Return verbatim the lines of the listing starting at the line that contains "cluster in the photo above." and ending at the line that contains "91], [85, 74]]", with both of those lines included.

§ Supplied material:
- - - - - - -

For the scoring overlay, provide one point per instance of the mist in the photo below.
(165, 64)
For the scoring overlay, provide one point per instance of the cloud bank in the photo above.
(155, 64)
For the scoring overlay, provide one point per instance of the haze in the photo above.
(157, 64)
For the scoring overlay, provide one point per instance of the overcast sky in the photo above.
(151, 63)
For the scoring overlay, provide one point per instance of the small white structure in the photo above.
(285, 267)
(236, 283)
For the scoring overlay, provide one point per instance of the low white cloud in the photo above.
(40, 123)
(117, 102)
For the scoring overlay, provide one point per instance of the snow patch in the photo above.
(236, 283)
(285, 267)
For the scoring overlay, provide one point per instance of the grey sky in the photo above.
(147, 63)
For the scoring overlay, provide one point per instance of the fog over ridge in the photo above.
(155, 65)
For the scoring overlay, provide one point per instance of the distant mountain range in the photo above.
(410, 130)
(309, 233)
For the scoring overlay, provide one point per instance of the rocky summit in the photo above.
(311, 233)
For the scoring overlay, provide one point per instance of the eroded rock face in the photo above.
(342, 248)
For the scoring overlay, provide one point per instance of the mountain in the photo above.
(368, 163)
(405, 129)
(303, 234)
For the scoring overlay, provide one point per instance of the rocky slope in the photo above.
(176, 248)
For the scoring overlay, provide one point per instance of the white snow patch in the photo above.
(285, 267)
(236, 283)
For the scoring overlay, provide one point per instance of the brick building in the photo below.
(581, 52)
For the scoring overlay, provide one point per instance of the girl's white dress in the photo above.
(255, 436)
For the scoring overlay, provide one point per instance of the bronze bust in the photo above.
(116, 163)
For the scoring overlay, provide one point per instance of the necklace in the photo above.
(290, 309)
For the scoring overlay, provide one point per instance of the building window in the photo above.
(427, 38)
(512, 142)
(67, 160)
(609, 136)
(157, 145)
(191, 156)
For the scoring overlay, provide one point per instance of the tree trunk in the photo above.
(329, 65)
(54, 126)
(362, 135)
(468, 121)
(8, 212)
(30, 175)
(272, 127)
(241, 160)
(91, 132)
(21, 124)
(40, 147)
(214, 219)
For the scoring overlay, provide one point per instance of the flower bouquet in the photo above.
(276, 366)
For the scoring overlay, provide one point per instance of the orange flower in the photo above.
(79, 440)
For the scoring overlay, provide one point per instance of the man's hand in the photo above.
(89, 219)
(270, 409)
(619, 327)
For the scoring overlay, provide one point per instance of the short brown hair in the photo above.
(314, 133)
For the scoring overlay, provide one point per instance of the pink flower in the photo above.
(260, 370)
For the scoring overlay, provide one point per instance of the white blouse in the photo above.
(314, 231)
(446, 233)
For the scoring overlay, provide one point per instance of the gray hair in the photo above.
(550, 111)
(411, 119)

- - - - - - -

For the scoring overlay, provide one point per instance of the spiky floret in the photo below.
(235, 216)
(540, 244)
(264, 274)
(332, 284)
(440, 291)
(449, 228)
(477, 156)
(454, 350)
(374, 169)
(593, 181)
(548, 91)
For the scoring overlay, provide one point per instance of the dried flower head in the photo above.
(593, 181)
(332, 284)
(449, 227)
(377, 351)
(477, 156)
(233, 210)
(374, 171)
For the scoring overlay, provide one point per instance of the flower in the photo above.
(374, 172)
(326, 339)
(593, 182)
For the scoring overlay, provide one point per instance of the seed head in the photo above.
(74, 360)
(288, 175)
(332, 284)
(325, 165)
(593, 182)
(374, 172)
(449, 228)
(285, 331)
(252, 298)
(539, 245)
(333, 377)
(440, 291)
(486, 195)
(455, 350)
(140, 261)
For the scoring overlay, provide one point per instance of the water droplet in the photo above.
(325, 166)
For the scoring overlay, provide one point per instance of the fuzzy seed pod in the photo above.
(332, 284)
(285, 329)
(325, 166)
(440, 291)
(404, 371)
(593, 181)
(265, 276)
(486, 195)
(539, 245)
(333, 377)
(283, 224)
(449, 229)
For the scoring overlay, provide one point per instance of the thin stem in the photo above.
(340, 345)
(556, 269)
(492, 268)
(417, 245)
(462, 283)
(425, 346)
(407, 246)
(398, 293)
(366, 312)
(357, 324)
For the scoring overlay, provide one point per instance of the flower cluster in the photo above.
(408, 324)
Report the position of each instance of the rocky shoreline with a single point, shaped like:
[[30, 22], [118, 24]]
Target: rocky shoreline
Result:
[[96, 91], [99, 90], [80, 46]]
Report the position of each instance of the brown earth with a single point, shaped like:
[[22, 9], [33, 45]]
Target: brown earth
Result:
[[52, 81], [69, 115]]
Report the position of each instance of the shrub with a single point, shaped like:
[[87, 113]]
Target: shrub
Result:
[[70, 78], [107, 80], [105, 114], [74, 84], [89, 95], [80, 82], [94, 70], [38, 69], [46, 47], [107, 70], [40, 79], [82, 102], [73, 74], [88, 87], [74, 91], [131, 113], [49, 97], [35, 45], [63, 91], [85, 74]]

- - - - - - -

§ Finished answer:
For the scoring overlay, provide one point per instance of the flower cluster in the photo above.
(408, 324)
Report the position of each instance of the rocky shoreline with a single point, shaped like:
[[30, 22], [118, 24]]
Target: rocky shoreline
Result:
[[96, 91], [99, 90], [80, 46]]
Report the position of each instance of the brown earth with a single point, shaped like:
[[22, 9], [33, 45]]
Target: brown earth
Result:
[[52, 81], [69, 115]]
Report the position of each instance of the shrub with a single point, shaped like:
[[87, 113]]
Target: shrub
Result:
[[70, 78], [107, 80], [105, 114], [74, 84], [89, 95], [80, 82], [94, 70], [38, 69], [46, 47], [107, 70], [40, 79], [82, 102], [73, 74], [88, 87], [74, 91], [131, 113], [49, 97], [35, 45], [63, 91], [85, 74]]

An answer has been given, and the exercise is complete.